Exercise directions:
Reproduce the lines below, substituting "Output" for every occurrence of "Result" and leaving everything else unchanged.

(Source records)
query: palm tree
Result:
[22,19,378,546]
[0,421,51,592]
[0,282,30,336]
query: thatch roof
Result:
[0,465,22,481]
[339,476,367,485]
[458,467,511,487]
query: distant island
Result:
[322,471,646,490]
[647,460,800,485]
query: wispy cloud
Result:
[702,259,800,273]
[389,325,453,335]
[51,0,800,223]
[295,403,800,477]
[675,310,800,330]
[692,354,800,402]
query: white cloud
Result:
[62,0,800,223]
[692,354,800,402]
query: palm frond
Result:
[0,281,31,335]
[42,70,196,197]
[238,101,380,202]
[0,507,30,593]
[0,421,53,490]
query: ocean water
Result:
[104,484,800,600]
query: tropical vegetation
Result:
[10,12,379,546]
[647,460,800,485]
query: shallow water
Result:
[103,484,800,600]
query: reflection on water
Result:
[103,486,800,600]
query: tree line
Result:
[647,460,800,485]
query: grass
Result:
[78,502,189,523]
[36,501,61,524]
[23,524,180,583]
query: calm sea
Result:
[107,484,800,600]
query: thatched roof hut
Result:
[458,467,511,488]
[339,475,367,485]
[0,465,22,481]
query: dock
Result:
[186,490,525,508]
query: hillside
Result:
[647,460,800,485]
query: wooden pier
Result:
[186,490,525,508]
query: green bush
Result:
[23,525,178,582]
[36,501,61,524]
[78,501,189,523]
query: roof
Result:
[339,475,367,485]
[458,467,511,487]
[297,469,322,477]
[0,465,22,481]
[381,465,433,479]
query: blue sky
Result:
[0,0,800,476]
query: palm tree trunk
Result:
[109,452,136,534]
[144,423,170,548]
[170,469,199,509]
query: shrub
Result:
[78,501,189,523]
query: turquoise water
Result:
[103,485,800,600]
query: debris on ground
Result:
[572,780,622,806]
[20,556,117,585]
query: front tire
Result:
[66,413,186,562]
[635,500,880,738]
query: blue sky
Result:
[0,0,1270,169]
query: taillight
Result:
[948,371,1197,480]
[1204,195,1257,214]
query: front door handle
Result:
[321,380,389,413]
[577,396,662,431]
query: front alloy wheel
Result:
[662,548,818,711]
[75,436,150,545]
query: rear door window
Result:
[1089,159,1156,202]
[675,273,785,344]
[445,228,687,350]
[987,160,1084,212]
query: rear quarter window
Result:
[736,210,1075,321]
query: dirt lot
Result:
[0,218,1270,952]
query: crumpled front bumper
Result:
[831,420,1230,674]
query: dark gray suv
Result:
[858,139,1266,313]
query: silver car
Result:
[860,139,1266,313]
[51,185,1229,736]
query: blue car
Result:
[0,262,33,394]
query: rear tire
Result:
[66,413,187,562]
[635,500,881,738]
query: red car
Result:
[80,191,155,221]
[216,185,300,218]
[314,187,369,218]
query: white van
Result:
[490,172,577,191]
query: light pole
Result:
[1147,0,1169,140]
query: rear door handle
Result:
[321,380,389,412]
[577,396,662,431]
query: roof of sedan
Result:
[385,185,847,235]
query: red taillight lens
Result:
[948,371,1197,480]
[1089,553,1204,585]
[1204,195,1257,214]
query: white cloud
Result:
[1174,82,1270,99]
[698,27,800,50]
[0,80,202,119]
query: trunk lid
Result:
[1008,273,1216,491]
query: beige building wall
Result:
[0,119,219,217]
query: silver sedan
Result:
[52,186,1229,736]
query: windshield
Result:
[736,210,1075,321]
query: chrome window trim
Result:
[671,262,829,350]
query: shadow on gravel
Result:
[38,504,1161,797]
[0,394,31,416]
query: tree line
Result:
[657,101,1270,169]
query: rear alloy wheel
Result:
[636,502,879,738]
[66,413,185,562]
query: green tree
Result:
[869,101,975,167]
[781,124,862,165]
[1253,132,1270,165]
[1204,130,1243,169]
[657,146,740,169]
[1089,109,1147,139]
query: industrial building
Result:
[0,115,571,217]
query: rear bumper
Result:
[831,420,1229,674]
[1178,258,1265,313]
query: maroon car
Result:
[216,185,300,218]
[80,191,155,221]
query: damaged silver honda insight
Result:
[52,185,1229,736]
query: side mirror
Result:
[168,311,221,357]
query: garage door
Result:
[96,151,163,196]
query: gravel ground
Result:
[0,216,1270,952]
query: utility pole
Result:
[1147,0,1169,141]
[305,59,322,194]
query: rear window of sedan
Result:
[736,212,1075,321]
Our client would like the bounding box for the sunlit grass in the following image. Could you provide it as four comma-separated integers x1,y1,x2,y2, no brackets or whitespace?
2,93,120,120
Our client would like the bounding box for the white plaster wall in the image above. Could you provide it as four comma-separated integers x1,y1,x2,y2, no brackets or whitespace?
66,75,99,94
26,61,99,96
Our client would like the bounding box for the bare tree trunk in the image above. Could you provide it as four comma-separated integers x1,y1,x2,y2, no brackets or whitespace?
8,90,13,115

Solution to the exercise:
query: palm tree
Output:
[22,19,378,546]
[0,421,51,592]
[0,282,30,336]
query: thatch roof
Output:
[0,465,22,481]
[339,476,367,485]
[458,467,511,487]
query: distant island
Output:
[322,471,646,490]
[647,460,800,485]
query: wispy cloud
Output:
[702,259,800,273]
[389,325,453,335]
[51,0,800,223]
[295,403,800,477]
[675,310,800,330]
[692,354,800,402]
query: white cloud
Output:
[62,0,800,223]
[692,354,800,402]
query: palm frond
Output:
[0,281,31,335]
[42,70,196,197]
[238,101,380,202]
[0,507,30,593]
[0,421,53,490]
query: ocean water
Output:
[104,484,800,600]
query: tropical vegetation
Output:
[10,12,379,546]
[647,460,800,485]
query: shallow water
Output:
[103,484,800,600]
query: reflection on water
Output:
[103,486,800,600]
query: tree line
Output:
[647,460,800,485]
query: grass
Output:
[78,502,189,523]
[36,501,61,524]
[23,524,180,583]
query: calm sea
Output:
[107,484,800,600]
query: thatched roof hut
Output:
[458,467,511,488]
[339,475,367,485]
[0,465,22,481]
query: dock
Output:
[186,490,525,508]
query: hillside
Output:
[647,460,800,485]
query: wooden pier
Output:
[186,490,525,508]
query: green bush
Output:
[23,525,178,582]
[36,501,61,524]
[78,501,189,523]
query: roof
Output:
[339,475,367,485]
[458,467,511,487]
[297,469,322,477]
[0,465,22,481]
[381,465,433,479]
query: blue sky
Output:
[0,0,800,476]
query: palm tree trunk
Output:
[109,452,136,534]
[144,423,170,548]
[170,469,199,509]
query: shrub
Output:
[78,501,189,523]
query: turquoise water
Output:
[103,485,800,600]
query: debris on ground
Output:
[572,780,622,806]
[20,556,117,585]
query: front tire
Output:
[66,413,186,562]
[635,500,880,738]
query: blue sky
Output:
[0,0,1270,169]
query: taillight
Output:
[948,371,1197,480]
[1204,195,1257,214]
query: front door handle
Output:
[321,380,389,413]
[577,396,662,431]
query: front alloy wheel
Output:
[662,548,818,711]
[75,436,150,545]
query: rear door window
Output:
[1089,159,1156,202]
[675,273,785,344]
[445,228,687,350]
[987,160,1084,212]
query: rear quarter window
Output:
[736,210,1075,321]
query: dirt lot
Output:
[0,218,1270,952]
query: crumpled front bumper
Output:
[831,420,1230,674]
query: dark gray suv
Output:
[858,139,1266,313]
query: silver car
Output:
[860,139,1266,313]
[51,185,1229,736]
query: blue car
Output:
[0,262,33,394]
query: rear tire
Output:
[66,413,187,562]
[635,500,881,738]
query: red car
Output:
[80,191,155,221]
[216,185,300,218]
[314,187,369,218]
query: white van
Output:
[490,172,577,191]
query: light pole
Output:
[1147,0,1169,140]
query: rear door handle
Output:
[321,380,389,412]
[577,396,662,431]
query: roof of sedan
Output:
[385,185,847,235]
query: red taillight lens
Output:
[948,371,1197,480]
[1089,553,1204,585]
[1204,195,1257,214]
query: white cloud
Output:
[1174,82,1270,99]
[698,27,800,50]
[0,80,202,119]
query: trunk lid
Output:
[1008,273,1216,491]
query: beige building wall
Output:
[0,119,219,217]
query: silver sedan
Output:
[52,186,1229,736]
query: windshield
Output:
[736,210,1075,321]
query: chrome window trim
Output:
[671,262,829,350]
query: shadow on gravel
Output:
[38,504,1161,797]
[0,394,31,416]
query: tree line
Output:
[657,101,1270,169]
query: rear alloy wheel
Output:
[636,502,879,738]
[66,413,185,562]
query: green tree
Output:
[869,101,975,167]
[781,124,862,165]
[1253,132,1270,165]
[1204,130,1243,169]
[657,146,740,169]
[1089,109,1147,139]
query: industrial building
Output:
[0,115,571,217]
query: rear bumper
Output:
[831,420,1229,674]
[1178,258,1265,313]
query: maroon car
Output:
[216,185,300,218]
[80,191,155,221]
query: damaged silver honda insight
Output:
[52,185,1229,736]
query: side mirror
Output:
[168,311,221,357]
query: garage door
Output:
[96,151,163,196]
query: gravel ground
Output:
[0,216,1270,952]
query: utility pole
Output:
[1147,0,1169,141]
[305,59,322,194]
query: rear window of sedan
Output:
[736,212,1075,321]
Our client would like the bounding box for the sunlit grass in the following image. Could you provide it as four comma-separated integers x1,y1,x2,y2, no brackets or whitespace?
2,93,120,120
Our client would like the bounding box for the white plaster wall in the image above. Could you provide it as four comma-separated integers x1,y1,x2,y2, no brackets or whitespace?
66,75,99,94
26,61,99,96
Our client would like the bounding box for the bare tree trunk in the image above. Could you provide it as four comma-separated integers x1,y1,x2,y2, no brackets or whitespace?
8,90,13,115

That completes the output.